Source -
Jobs was right about marketing. He was right in that the way to talk about a brand is “not to talk about speeds and fees” or “bits and megahertz” or “why we are better than windows.” He was right that marketing is about benefits, not features. And he was right when he said,
“Our customers want to know who is Apple and what is it that we stand for?”
All true.
But what he didn’t explicitly say is that customers only want to know “what a company stands for” as it relates back to them.
Marketing, at the end of the day, is not just about a company’s values — it’s about understanding what these mean to a customer, and getting that meaning to be felt strongly enough that they buy.
Now, the real mastery of Jobs is that he almost certainly knew this, consciously or subconsciously. He almost certainly knew full well that people care more about themselves than Apple — and he also almost certainly knew full well that that speech he gave was not talking about marketing. It was marketing.
Which is why he said things like:
“Apple at the core — it’s core value — is that we believe that people with passion can change the world for the better.”
And,
“The people who believe they can change the world are the ones who do.”
When he said this, he almost certainly knew:
He wasn’t talking about Apple. And he wasn’t even talking about the customers.
He was talking to them.
People didn’t buy Apple because they liked that Apple “believed people with passion can change the world” (like “oh, now isn’t that nice!”) No. People bought Apple because they wanted to see themselves as one of those people.

Material supplied -
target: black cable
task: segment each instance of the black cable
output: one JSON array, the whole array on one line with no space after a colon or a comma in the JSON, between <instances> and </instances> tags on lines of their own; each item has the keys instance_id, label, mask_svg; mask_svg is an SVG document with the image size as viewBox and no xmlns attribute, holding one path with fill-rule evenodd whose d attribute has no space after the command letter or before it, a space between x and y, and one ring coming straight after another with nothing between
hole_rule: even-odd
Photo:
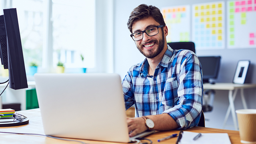
<instances>
[{"instance_id":1,"label":"black cable","mask_svg":"<svg viewBox=\"0 0 256 144\"><path fill-rule=\"evenodd\" d=\"M8 82L8 84L6 85L6 86L5 87L5 88L4 88L4 90L3 90L3 91L2 92L1 94L0 94L0 96L2 95L2 94L3 92L4 92L4 90L5 90L5 89L6 89L6 88L7 87L7 86L8 86L8 84L9 84L9 82Z\"/></svg>"},{"instance_id":2,"label":"black cable","mask_svg":"<svg viewBox=\"0 0 256 144\"><path fill-rule=\"evenodd\" d=\"M50 138L55 138L55 139L58 139L58 140L78 142L81 143L81 144L86 144L86 143L84 143L84 142L81 142L81 141L78 141L78 140L67 140L67 139L66 139L60 138L59 138L59 137L52 136L48 136L48 135L43 135L43 134L40 134L19 133L16 133L16 132L0 132L8 133L8 134L19 134L36 135L44 136L48 137Z\"/></svg>"},{"instance_id":3,"label":"black cable","mask_svg":"<svg viewBox=\"0 0 256 144\"><path fill-rule=\"evenodd\" d=\"M8 81L9 81L9 79L8 79L8 80L6 80L6 82L0 82L0 84L4 84L4 83L6 83L6 82L8 82Z\"/></svg>"},{"instance_id":4,"label":"black cable","mask_svg":"<svg viewBox=\"0 0 256 144\"><path fill-rule=\"evenodd\" d=\"M147 138L136 138L136 139L139 140L148 140L150 142L149 144L147 142L144 142L144 143L142 142L142 143L143 144L152 144L153 143L153 142L151 140Z\"/></svg>"}]
</instances>

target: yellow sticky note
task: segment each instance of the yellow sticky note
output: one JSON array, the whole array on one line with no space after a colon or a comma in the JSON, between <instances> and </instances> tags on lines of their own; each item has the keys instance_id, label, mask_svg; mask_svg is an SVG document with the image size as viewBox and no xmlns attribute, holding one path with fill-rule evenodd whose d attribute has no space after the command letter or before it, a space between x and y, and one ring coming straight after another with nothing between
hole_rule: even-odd
<instances>
[{"instance_id":1,"label":"yellow sticky note","mask_svg":"<svg viewBox=\"0 0 256 144\"><path fill-rule=\"evenodd\" d=\"M222 27L222 23L218 24L218 27Z\"/></svg>"},{"instance_id":2,"label":"yellow sticky note","mask_svg":"<svg viewBox=\"0 0 256 144\"><path fill-rule=\"evenodd\" d=\"M220 16L220 17L219 17L218 18L218 20L222 20L222 17Z\"/></svg>"},{"instance_id":3,"label":"yellow sticky note","mask_svg":"<svg viewBox=\"0 0 256 144\"><path fill-rule=\"evenodd\" d=\"M219 30L218 31L218 34L222 34L222 30Z\"/></svg>"},{"instance_id":4,"label":"yellow sticky note","mask_svg":"<svg viewBox=\"0 0 256 144\"><path fill-rule=\"evenodd\" d=\"M216 27L216 25L215 25L215 24L212 24L212 27L215 28L215 27Z\"/></svg>"},{"instance_id":5,"label":"yellow sticky note","mask_svg":"<svg viewBox=\"0 0 256 144\"><path fill-rule=\"evenodd\" d=\"M215 30L212 30L212 34L216 34Z\"/></svg>"},{"instance_id":6,"label":"yellow sticky note","mask_svg":"<svg viewBox=\"0 0 256 144\"><path fill-rule=\"evenodd\" d=\"M218 40L222 40L222 38L221 36L218 36Z\"/></svg>"}]
</instances>

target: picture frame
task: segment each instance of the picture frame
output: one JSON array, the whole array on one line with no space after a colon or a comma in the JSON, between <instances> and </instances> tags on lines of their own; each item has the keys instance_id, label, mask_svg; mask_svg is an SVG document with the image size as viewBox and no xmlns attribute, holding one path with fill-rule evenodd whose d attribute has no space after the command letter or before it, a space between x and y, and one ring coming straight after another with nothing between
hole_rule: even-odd
<instances>
[{"instance_id":1,"label":"picture frame","mask_svg":"<svg viewBox=\"0 0 256 144\"><path fill-rule=\"evenodd\" d=\"M235 75L234 77L233 83L238 84L244 83L250 64L250 61L248 60L238 61Z\"/></svg>"}]
</instances>

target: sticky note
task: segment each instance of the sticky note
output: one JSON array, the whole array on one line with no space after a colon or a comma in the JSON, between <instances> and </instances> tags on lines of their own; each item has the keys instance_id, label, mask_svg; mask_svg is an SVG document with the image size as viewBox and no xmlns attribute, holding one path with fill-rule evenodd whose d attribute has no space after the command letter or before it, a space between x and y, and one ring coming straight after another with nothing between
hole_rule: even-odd
<instances>
[{"instance_id":1,"label":"sticky note","mask_svg":"<svg viewBox=\"0 0 256 144\"><path fill-rule=\"evenodd\" d=\"M218 27L222 27L222 23L218 23Z\"/></svg>"},{"instance_id":2,"label":"sticky note","mask_svg":"<svg viewBox=\"0 0 256 144\"><path fill-rule=\"evenodd\" d=\"M250 33L250 37L253 38L254 37L254 33Z\"/></svg>"}]
</instances>

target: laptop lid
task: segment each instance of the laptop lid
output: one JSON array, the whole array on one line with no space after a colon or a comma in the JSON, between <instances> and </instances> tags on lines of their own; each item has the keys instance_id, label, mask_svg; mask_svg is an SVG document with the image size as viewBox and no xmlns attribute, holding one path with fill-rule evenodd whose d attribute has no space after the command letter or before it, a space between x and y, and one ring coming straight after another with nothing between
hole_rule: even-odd
<instances>
[{"instance_id":1,"label":"laptop lid","mask_svg":"<svg viewBox=\"0 0 256 144\"><path fill-rule=\"evenodd\" d=\"M46 135L130 141L118 74L36 74L34 79Z\"/></svg>"}]
</instances>

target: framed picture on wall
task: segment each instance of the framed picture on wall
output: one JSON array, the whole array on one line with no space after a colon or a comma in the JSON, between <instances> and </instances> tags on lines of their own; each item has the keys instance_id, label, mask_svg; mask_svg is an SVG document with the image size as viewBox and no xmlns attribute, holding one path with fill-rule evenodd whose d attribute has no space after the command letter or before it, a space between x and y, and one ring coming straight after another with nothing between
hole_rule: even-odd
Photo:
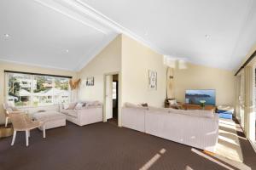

Directions -
1. Rewrite the passage on Jobs and marketing from "Marketing, at the" to "that they buy.", changing "values" to "principles".
2. Extend the passage on Jobs and marketing beyond its final sentence.

In response -
1.
Marketing, at the end of the day, is not just about a company’s principles — it’s about understanding what these mean to a customer, and getting that meaning to be felt strongly enough that they buy.

2.
Apple isn’t just offering product features; they are giving people the tools we seek to move beyond a one-size-fits-all approach to people’s needs. As a result, they are earning deep loyalty and sustained engagement.
Marketing is really about how customer values translate into aspirations, insecurities, fears, and motivations.
Our sense of ourselves is constantly evolving, but the path we’re pursuing rarely changes. This consistent direction is our aspirational identity. Career ladders, job titles or hobbies may have influence, but our aspirations are so profoundly connected to our identities that they show up no matter the context.
These aspirational identities are more important than ever as the millennial generation claims its place in the economy. There is plenty of press about millennials being selfish in their hipster-minimalist consumer values, but we’d say they are instead asking for validation of their aspirations. This means organizations must push past inspiring slogans and key to customers’ aspirational identities.
The difference between inspiration and aspiration and why it matters so much. People who are inspired are temporarily stimulated to do or feel something (Pinterest activates audience via inspiration.) Aspiration, on the other hand, involves striving in a long-lasting and meaningful way to achieve or become something in particular.
Some brands do a great job at digging deep into who they are, what they stand for and extolling the virtues of what they have to offer. They do such great a job, in fact, their marketing may seem to lose sight of the customer entirely.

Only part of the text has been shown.